(WHAT IS BEING ASKED): For every line in the entries that contains "sunlit", show the whole line.

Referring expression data
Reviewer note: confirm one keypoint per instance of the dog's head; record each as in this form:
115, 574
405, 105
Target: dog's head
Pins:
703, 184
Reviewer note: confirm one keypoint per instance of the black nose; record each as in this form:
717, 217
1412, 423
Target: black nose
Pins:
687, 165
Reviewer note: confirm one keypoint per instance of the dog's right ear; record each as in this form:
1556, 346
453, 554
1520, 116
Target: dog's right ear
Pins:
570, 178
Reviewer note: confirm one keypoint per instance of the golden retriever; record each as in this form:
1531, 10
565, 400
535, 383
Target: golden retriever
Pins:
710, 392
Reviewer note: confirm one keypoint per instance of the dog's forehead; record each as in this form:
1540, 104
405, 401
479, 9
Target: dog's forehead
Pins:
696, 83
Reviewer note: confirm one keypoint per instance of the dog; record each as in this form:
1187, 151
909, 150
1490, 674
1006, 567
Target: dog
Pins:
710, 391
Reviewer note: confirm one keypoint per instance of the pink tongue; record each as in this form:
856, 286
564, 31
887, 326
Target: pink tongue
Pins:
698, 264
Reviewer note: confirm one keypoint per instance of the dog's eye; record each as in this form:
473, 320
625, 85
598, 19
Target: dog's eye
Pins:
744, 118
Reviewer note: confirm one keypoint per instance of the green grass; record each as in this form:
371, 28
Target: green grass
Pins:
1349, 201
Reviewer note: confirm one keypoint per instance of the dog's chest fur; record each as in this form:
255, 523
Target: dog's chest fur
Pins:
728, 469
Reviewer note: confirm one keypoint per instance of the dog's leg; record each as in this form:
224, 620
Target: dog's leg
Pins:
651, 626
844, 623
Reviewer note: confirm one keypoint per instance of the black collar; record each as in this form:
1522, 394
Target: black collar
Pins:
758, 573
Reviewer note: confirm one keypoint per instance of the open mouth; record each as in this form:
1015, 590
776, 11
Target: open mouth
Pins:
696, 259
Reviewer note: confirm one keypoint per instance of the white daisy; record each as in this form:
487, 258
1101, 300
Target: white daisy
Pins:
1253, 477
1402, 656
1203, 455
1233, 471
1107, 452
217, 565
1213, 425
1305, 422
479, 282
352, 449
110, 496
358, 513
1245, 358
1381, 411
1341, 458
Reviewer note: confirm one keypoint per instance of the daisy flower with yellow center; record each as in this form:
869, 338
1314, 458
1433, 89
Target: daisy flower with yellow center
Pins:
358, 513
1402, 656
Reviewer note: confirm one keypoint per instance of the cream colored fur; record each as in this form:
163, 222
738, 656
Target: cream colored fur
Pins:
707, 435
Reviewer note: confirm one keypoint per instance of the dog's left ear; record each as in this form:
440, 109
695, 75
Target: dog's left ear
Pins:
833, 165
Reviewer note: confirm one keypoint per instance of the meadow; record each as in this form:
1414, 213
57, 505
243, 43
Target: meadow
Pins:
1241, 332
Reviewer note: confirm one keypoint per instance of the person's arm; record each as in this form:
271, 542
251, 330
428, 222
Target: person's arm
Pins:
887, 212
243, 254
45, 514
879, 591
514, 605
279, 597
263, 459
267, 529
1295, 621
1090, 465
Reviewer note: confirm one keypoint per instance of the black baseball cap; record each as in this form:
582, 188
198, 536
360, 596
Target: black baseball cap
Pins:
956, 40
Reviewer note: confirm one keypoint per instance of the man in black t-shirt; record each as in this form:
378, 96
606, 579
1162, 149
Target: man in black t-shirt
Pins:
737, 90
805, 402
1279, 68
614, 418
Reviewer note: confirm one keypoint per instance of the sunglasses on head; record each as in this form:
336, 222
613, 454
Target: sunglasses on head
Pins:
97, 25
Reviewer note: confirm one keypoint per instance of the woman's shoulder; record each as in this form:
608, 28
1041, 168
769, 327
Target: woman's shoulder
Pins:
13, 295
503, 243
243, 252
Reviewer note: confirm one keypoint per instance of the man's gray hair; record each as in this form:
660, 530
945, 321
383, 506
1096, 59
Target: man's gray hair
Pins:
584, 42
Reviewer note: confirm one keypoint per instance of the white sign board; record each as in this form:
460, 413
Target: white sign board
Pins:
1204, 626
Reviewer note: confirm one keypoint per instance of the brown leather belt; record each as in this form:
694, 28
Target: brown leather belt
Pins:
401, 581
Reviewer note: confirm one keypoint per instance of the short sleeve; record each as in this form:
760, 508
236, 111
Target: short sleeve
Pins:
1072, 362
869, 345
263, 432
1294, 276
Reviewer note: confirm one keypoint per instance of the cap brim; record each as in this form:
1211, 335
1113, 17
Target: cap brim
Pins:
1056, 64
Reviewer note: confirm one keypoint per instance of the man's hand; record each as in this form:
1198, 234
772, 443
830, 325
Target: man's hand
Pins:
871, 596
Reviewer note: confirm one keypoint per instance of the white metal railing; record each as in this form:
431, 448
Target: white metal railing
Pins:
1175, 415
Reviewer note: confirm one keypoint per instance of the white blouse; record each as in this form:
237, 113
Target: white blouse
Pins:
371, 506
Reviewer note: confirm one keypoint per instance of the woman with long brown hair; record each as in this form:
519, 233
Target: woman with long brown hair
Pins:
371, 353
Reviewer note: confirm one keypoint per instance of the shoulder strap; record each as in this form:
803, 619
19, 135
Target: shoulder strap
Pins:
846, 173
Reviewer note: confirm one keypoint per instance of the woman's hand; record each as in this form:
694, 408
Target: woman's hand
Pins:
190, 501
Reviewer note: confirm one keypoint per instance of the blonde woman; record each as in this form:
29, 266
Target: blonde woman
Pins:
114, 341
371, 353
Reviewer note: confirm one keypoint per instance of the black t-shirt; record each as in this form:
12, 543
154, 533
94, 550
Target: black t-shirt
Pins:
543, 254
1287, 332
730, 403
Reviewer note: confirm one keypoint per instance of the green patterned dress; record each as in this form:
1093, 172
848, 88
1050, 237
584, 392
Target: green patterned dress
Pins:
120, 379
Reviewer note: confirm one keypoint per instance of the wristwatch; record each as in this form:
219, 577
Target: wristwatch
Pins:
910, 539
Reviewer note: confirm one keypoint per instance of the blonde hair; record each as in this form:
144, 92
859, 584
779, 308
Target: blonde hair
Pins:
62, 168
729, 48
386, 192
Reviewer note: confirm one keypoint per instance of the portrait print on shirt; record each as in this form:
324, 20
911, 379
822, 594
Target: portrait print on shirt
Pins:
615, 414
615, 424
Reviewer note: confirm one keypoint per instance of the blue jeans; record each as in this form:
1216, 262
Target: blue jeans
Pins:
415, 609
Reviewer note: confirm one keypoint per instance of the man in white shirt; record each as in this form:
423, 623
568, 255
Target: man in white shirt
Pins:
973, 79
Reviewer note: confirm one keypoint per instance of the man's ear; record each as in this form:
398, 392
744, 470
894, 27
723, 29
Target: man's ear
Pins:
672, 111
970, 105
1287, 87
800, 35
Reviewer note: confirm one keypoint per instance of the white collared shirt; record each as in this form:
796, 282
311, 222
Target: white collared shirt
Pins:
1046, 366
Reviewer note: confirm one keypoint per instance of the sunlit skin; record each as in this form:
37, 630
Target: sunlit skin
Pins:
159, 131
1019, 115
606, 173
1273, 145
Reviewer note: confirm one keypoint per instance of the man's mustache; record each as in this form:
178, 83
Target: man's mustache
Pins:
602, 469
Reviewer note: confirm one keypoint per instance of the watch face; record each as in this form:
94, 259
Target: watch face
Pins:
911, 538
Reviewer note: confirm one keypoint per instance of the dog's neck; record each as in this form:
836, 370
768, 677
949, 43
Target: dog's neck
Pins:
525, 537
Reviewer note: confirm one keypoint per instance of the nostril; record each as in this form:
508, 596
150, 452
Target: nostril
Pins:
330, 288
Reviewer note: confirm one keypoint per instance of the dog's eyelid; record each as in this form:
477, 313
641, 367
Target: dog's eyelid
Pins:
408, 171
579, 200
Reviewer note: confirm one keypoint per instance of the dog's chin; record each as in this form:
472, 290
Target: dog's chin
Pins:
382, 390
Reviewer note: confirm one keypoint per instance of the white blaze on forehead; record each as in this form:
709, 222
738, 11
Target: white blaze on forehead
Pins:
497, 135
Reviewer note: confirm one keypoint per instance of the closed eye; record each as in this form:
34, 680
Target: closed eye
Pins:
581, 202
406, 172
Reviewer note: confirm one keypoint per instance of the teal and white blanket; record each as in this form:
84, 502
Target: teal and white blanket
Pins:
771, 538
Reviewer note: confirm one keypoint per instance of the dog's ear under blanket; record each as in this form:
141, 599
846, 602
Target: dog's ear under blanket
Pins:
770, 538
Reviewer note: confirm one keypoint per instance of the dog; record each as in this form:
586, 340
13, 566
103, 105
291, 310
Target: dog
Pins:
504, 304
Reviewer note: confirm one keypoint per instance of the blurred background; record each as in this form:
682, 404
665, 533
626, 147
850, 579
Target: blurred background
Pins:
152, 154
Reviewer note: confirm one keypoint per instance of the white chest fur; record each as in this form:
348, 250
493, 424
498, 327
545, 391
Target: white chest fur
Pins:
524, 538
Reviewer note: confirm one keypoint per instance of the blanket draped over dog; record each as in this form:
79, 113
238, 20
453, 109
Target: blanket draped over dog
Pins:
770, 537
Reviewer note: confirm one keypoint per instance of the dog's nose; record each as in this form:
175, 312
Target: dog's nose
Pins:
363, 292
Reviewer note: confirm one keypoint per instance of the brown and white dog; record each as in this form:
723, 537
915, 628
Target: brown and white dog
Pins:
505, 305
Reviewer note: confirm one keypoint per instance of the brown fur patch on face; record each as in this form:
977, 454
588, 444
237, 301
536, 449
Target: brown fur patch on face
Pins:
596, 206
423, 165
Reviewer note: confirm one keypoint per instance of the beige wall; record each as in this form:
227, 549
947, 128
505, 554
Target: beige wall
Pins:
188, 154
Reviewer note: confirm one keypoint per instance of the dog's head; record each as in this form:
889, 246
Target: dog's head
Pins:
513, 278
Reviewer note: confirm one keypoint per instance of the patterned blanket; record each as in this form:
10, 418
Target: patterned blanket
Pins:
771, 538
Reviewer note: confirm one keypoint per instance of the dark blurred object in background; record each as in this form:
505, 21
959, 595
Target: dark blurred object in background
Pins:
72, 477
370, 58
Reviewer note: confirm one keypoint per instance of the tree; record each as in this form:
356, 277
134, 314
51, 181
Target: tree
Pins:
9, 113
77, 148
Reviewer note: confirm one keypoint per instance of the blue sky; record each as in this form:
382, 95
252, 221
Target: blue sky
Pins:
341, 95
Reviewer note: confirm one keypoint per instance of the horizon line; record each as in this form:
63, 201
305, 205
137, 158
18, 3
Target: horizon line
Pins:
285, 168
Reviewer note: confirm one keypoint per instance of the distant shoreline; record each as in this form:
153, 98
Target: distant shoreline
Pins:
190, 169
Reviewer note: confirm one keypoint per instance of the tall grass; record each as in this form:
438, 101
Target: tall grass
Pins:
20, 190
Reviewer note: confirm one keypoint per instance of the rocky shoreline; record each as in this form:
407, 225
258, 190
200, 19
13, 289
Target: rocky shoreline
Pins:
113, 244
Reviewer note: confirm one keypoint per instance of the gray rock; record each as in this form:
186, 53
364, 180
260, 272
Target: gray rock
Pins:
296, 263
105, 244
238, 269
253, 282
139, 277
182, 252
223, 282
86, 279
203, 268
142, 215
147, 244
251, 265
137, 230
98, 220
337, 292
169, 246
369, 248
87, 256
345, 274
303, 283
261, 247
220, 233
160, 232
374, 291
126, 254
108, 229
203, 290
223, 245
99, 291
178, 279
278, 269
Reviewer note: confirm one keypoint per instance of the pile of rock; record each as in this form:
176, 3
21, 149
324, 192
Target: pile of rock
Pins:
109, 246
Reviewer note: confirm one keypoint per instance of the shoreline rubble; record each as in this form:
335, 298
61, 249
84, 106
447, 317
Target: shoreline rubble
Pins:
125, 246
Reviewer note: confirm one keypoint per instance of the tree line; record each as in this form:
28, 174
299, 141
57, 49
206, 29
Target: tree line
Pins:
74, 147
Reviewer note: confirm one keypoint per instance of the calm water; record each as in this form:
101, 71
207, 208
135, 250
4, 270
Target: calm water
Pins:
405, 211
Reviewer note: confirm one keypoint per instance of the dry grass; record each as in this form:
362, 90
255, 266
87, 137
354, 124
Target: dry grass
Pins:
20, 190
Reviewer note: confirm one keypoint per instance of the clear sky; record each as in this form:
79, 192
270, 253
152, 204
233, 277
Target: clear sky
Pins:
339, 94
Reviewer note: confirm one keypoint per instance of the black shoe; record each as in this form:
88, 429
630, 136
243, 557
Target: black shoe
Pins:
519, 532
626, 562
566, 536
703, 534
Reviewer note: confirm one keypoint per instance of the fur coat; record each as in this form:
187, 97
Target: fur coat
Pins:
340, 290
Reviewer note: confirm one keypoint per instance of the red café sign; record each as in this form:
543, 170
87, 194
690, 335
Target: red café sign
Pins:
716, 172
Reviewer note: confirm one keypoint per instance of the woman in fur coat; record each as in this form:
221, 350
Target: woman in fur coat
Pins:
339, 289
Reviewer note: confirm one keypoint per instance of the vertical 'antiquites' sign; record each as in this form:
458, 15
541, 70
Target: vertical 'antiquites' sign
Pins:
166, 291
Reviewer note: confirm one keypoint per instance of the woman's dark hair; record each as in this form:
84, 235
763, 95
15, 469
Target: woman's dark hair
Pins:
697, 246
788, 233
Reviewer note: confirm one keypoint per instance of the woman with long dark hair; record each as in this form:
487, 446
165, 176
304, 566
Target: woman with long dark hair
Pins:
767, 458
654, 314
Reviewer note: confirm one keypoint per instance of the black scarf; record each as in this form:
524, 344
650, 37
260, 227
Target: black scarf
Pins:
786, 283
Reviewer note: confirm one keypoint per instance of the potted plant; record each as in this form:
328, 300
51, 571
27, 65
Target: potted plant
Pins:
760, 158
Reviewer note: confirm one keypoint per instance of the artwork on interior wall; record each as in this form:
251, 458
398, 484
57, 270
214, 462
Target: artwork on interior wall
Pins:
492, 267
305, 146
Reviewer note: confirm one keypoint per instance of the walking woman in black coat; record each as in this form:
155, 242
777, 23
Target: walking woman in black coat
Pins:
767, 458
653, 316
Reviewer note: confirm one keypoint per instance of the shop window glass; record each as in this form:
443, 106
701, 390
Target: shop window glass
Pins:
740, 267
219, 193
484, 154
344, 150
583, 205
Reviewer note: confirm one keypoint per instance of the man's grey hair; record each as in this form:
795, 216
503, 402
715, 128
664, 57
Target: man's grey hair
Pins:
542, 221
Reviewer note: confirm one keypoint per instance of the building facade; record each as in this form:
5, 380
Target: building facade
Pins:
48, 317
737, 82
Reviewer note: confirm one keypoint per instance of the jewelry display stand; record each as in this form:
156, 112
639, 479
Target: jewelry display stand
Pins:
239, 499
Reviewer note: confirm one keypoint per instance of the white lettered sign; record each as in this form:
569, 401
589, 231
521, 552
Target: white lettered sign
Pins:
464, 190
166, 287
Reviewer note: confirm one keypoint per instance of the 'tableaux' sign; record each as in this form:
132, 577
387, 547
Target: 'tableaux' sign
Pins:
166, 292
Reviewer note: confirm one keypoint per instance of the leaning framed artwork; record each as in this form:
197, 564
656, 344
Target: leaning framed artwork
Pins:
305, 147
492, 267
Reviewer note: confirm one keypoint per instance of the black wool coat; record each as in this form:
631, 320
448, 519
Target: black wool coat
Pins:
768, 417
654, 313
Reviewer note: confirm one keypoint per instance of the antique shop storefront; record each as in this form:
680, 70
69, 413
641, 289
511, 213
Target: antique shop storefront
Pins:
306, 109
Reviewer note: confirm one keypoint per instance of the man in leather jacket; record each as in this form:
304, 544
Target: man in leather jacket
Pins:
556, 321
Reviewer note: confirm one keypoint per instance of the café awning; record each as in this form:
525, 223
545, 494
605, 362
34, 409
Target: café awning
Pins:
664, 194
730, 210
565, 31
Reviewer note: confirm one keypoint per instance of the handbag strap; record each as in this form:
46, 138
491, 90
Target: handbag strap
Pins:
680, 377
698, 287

(RESPONSE TO THIS EXERCISE):
Reviewer note: confirm one keypoint per instance of the sunlit skin; record each as in this form:
Target: sunlit skin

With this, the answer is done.